(begin)

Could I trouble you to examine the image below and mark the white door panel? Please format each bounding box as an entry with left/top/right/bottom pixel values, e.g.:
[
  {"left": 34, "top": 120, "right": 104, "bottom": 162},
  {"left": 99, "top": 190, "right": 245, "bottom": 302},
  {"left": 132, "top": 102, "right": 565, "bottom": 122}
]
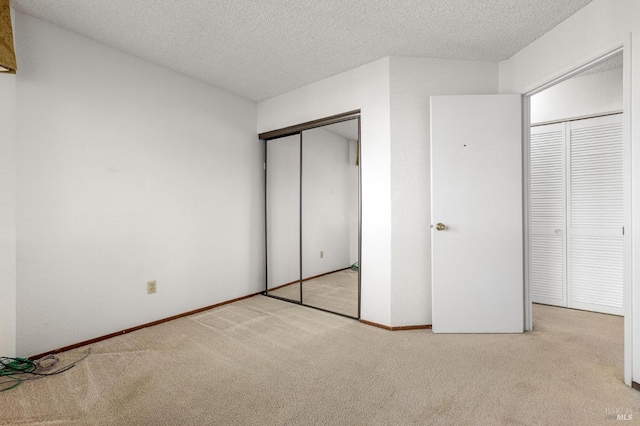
[
  {"left": 431, "top": 95, "right": 524, "bottom": 333},
  {"left": 529, "top": 115, "right": 624, "bottom": 315}
]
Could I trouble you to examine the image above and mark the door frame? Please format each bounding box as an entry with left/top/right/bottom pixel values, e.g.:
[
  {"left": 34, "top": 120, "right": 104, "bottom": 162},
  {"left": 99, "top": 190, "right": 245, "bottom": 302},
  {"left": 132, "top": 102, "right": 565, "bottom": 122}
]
[
  {"left": 258, "top": 109, "right": 362, "bottom": 320},
  {"left": 522, "top": 35, "right": 634, "bottom": 386}
]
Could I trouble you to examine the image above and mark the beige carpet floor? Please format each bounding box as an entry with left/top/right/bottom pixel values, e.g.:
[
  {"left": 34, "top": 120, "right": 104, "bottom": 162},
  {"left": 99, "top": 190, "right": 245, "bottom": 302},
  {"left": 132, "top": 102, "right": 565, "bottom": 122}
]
[
  {"left": 269, "top": 269, "right": 358, "bottom": 318},
  {"left": 0, "top": 296, "right": 640, "bottom": 425}
]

(end)

# What is expected
Return each line from the material above exactly, but not the pictures.

# Exercise output
Could I trouble you to examine the image below and mark the white door panel? Please format each bounding box as an entry with left/top/right/bottom pixel values, e.g.:
[
  {"left": 34, "top": 120, "right": 104, "bottom": 162},
  {"left": 99, "top": 190, "right": 245, "bottom": 302},
  {"left": 132, "top": 102, "right": 565, "bottom": 122}
]
[
  {"left": 431, "top": 95, "right": 524, "bottom": 333},
  {"left": 529, "top": 115, "right": 624, "bottom": 315}
]
Could I trouble you to examine the image above and mark the door frame? Please format each bounding box as an entry with left/top/right/bottom pixel values, e.g.:
[
  {"left": 34, "top": 120, "right": 104, "bottom": 162},
  {"left": 99, "top": 190, "right": 245, "bottom": 302},
  {"left": 132, "top": 102, "right": 565, "bottom": 122}
]
[
  {"left": 258, "top": 109, "right": 362, "bottom": 320},
  {"left": 522, "top": 35, "right": 634, "bottom": 386}
]
Could I trouble you to examine the image above and mark the beige carpet floor? Please format each bounding box as an entry with left/top/right/bottom pixel values, e.g.:
[
  {"left": 34, "top": 120, "right": 104, "bottom": 162},
  {"left": 99, "top": 190, "right": 245, "bottom": 302},
  {"left": 132, "top": 102, "right": 565, "bottom": 122}
]
[
  {"left": 269, "top": 269, "right": 358, "bottom": 318},
  {"left": 0, "top": 296, "right": 640, "bottom": 425}
]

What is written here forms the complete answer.